(Point localization data)
┄┄┄┄┄┄┄┄┄┄┄┄┄┄┄┄┄┄┄┄
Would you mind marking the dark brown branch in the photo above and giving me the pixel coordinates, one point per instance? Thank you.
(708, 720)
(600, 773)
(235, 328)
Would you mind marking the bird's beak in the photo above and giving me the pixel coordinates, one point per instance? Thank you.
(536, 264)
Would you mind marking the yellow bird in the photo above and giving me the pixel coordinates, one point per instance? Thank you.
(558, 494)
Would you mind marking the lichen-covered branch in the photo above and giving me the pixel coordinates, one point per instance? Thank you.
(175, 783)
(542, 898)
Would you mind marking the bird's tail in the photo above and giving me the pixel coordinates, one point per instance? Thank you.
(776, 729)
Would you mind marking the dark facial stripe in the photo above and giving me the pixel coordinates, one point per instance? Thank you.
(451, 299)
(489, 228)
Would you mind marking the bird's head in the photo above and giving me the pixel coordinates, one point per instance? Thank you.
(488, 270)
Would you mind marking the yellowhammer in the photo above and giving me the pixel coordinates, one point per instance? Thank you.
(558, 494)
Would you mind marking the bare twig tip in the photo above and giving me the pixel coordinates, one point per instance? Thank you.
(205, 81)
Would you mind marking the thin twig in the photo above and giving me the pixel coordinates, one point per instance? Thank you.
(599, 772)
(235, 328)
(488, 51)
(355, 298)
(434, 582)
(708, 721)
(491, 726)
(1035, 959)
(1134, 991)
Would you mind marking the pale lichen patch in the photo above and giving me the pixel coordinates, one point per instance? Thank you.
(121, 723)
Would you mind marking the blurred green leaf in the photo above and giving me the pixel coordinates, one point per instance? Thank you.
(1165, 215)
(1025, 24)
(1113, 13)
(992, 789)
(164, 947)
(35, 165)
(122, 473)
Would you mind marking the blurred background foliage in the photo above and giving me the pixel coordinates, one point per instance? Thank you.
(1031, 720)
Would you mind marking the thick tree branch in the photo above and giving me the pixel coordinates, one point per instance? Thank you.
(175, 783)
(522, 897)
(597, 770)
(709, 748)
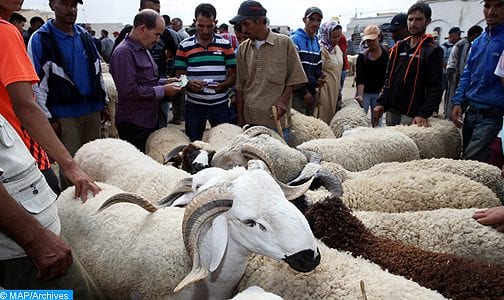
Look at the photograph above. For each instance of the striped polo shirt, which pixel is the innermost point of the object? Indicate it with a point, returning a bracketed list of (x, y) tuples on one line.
[(206, 64)]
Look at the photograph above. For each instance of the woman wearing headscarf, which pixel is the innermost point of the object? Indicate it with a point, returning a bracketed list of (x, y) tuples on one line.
[(332, 64)]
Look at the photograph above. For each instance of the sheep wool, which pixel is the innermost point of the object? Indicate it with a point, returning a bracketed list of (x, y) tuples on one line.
[(117, 162), (305, 128), (350, 116), (442, 139), (364, 148), (221, 135), (113, 263), (163, 140), (481, 172), (414, 191), (443, 230), (337, 277)]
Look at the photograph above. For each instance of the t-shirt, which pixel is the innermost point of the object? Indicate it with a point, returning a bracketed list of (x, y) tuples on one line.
[(15, 66)]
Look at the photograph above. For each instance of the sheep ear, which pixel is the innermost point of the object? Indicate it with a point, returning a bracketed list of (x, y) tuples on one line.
[(219, 241)]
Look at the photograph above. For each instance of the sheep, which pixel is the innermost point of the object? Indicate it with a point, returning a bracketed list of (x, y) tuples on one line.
[(453, 276), (257, 143), (130, 251), (221, 135), (443, 230), (481, 172), (305, 128), (337, 277), (442, 139), (256, 293), (163, 140), (119, 163), (364, 148), (351, 115)]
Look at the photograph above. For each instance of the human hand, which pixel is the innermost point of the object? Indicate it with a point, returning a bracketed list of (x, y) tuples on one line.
[(421, 122), (171, 90), (51, 256), (491, 217), (377, 113), (457, 115), (83, 183)]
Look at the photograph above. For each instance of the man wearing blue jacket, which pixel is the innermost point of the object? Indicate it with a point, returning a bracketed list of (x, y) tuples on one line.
[(480, 91), (305, 98)]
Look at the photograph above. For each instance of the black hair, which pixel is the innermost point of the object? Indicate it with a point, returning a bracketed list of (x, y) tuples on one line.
[(422, 7), (147, 18), (17, 18), (206, 10)]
┄┄┄┄┄┄┄┄┄┄┄┄┄┄┄┄┄┄┄┄
**What needs to be done**: None of the pictures belong in the copy; transcribe the rest of the data exactly.

**Exercise response**:
Would you mind marking the dark brown branch in the photo above and giving me the pixel coordinates, one point per instance? Thank you.
(708, 720)
(600, 773)
(235, 328)
Would you mind marking the bird's beak in the photo above and giving me the pixel coordinates, one point per instance? Thank you.
(536, 264)
Would you mind marking the yellow bird in the photo above and giving me the pixel coordinates, one point per instance? Thank you.
(558, 494)
Would you mind marking the lichen-covered branch in the photo above and giving me the pixel coordinates, one point per instance? Thank you.
(175, 783)
(542, 898)
Would you mind marking the bird's tail in the photo above and giving me the pixel coordinates, one point per instance? Thank you.
(776, 729)
Would you mind marking the dark facial stripe in the photo above and giving me the pixel coordinates, one point per instance? Thank you.
(451, 299)
(489, 228)
Would you mind marking the bird's head in the photo above and giving me the pixel coordinates, one point per instance? Thank you.
(488, 270)
Would you mind marking the yellowhammer in the photo above and giving me the pixel coordinates, one point per instance? Thank you.
(558, 494)
Would you mind marking the bare twig tip in the photo above and giving me the pixel coordinates, one point per instance? Thank you.
(205, 81)
Would you mind marking the thin twig in the photo above and giving me the pixel coordinates, one point per instance? Thank you.
(599, 772)
(235, 328)
(488, 51)
(355, 298)
(434, 582)
(708, 721)
(491, 726)
(1035, 959)
(1134, 991)
Would you mind marking the pale lichen patch in the photo above and giving me the pixel coordinates, one point per instance? Thank you.
(121, 723)
Would you mind marking the blurred green leaf in the photo above and giving me the pixel coordinates, one point per instance? Thank you.
(1165, 215)
(1025, 24)
(1113, 13)
(992, 789)
(164, 947)
(35, 165)
(122, 473)
Would you mind marking the blurred background foliage in the photo above and giving me the pixel coordinates, one point per instance? Thank you.
(1031, 720)
Would you mind marking the thick tree branch in the photo above and giving me the pixel coordinates, one point per instance? Thank you.
(175, 783)
(522, 897)
(597, 770)
(709, 748)
Look at the photograph above. For each instance of the striped polo shirt, which pixel is the innermost point of the object? Indicate it with a point, returning a bracketed list of (x, y) tuples on one line.
[(206, 64)]
Look at the photograph above. For each instance of the woman wearing headscarf, which pixel is the innermost point of the object? Indicate it with a point, returning a bracketed list of (x, y) tuples on one line.
[(332, 64)]
Look at the photograph above. For each instance of the sheep wool, which pixel is the innermost point of the object? Indicate it with a point, returning a bracketed list of (x, y) tuples on one line.
[(117, 162), (305, 128), (350, 116), (442, 139), (364, 148), (221, 135), (113, 263), (163, 140), (481, 172), (414, 191), (443, 230), (337, 277)]
Look at the photograph above. For each instance of the t-shirt, which pixel is the innermost point of the object? Indicate it with a point, returning a bracketed list of (x, y) tuples on one line.
[(15, 66)]
Look at the photograph above. For each instance of the sheep ear, which pixel is the innermost point of the object? Indicate it with a point, returning a bracketed list of (x, y) tuples on one line.
[(219, 241)]
Look at the photograph above. For each instance of the sheep, which pixel is the innermost point of the object? Indicate it with a point, returning a bracketed list of (x, y) tuples on one line.
[(453, 276), (257, 143), (130, 251), (221, 135), (443, 230), (481, 172), (305, 128), (337, 277), (442, 139), (256, 293), (163, 140), (119, 163), (364, 148), (351, 115)]
Look at the photograph above. For each instance of the human hand, which pixel is the innermost point of the object? Indicate it with a point, returning a bracketed list of (x, y) tuples on one line.
[(421, 122), (171, 90), (51, 256), (491, 217), (377, 113), (457, 115), (83, 183)]
Look at the photograph above. For each instance of the man wearing blue jacket, which pixel is the innermost point of the object? Indicate it with a point, returning a bracketed list of (x, y) tuples on one line.
[(480, 91), (305, 98)]
Look at the photograph above. For each instance of the black hair, which pixel is the innermost point of the object? Indicate it with a point, returning a bracketed list of (x, y) tuples on one line.
[(422, 7), (147, 18), (17, 18), (206, 10)]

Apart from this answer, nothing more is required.